Sur le plan économique, il n’y avait pas la concurrence que nous connaissons aujourd’hui pour savoir qui a le plus d’argent, la meilleure carte de crédit, la plus grande maison, etc. Tout le monde était égal car le territoire était très vaste et les frères possédaient plus que nécessaire. Les poètes disaient que nous étions un peuple libre et un peuple riche, tant sur le plan culturel qu’économique.
Au niveau social, il existait différentes organisations du peuple mapuche qui ont fini par devenir des identités propres. Les frères qui habitaient les hautes terres de la cordillère s’appelaient Pewenche parce que leur nourriture principale provenait de la cueillette de fruits de l’arbre pewen. Ceux qui habitaient sur la côte s’appelaient Lafkenche parce qu’ils se nourrissaient de crustacés et de poisson. Ceux des vallées, les Nache, vivaient de chasse et aussi de la cueillette des fruits de la forêt. Les gens du Nord, les Picunche, vivaient du lama et des ressources naturelles de la région. Les frères de la pampa qui habitaient au Sud, les Huiliches, vivaient de l’élevage qui exige l’occupation d’immenses territoires. Le territoire mapuche s’étendait sur 35 millions d’hectares. Il y avait de la place pour tous.

:: CONSIGNES ::
A. Relevez tous les groupes du peuple mapuche nommés dans le texte proposé.
B. Répondez, s'il vous plaît, à ces questions sur le texte proposé :
(i) Selon les poètes, quel peuple étaient les Mapuche ?
(ii) De quoi se nourrissaient les Lafkenche ?
(iii) Quelle superficie couvrait le territoire mapuche ?
C. Recopiez mot pour mot le texte proposé entre « Sur le plan économique, il » et « plan culturel qu’économique. », ces deux passages compris.

(Extrait du jeu de données)
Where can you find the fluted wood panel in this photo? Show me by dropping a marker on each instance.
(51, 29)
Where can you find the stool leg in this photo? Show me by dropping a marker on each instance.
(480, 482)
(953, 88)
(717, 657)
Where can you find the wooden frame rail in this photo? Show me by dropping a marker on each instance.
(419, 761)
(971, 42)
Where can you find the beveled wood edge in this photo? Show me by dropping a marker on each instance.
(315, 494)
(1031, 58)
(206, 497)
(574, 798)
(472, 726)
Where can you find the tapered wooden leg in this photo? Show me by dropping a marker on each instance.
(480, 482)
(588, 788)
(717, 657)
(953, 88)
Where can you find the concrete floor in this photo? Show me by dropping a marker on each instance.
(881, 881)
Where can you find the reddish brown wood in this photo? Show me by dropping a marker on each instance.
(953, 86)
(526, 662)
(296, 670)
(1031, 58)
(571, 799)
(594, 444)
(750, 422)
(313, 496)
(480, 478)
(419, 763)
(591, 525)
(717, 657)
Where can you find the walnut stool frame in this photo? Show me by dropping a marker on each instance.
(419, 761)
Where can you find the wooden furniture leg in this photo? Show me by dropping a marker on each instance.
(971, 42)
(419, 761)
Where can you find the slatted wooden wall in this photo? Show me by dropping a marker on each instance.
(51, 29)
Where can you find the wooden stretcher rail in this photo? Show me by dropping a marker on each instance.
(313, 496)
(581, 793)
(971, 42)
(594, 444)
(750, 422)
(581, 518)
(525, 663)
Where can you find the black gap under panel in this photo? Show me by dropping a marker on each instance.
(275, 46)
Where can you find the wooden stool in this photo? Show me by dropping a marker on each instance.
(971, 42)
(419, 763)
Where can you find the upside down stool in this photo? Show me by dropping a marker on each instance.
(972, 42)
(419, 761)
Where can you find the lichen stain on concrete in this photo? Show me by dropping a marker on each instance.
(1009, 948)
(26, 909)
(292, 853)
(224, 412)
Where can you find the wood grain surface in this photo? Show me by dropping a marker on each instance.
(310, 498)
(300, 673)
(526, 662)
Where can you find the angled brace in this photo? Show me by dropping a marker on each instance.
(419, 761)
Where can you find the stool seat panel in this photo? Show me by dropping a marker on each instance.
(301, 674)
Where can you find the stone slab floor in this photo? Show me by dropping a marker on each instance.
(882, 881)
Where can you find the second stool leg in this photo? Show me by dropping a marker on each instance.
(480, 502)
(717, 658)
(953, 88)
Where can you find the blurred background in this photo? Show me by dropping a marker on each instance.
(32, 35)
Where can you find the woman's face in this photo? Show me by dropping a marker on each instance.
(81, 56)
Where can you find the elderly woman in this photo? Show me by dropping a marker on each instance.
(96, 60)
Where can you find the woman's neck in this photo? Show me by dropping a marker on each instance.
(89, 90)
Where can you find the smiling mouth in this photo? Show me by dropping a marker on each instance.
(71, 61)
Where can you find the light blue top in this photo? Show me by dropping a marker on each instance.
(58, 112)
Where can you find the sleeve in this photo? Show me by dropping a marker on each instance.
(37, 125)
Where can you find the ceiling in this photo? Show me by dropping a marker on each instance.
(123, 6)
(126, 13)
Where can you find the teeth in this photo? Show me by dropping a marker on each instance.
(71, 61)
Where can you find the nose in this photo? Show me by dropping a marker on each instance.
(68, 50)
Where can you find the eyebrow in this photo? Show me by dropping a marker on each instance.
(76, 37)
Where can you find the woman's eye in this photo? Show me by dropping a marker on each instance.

:: RÉPONSES AUX EXERCICES ::
A.
- Pewenche
- Lafkenche
- Nache
- Picunche
- Huiliches

B.
(i) Un peuple libre et un peuple riche, tant sur le plan culturel qu'économique.
(ii) De crustacés et de poisson.
(iii) 35 millions d'hectares.

C.
Sur le plan économique, il n’y avait pas la concurrence que nous connaissons aujourd’hui pour savoir qui a le plus d’argent, la meilleure carte de crédit, la plus grande maison, etc. Tout le monde était égal car le territoire était très vaste et les frères possédaient plus que nécessaire. Les poètes disaient que nous étions un peuple libre et un peuple riche, tant sur le plan culturel qu’économique.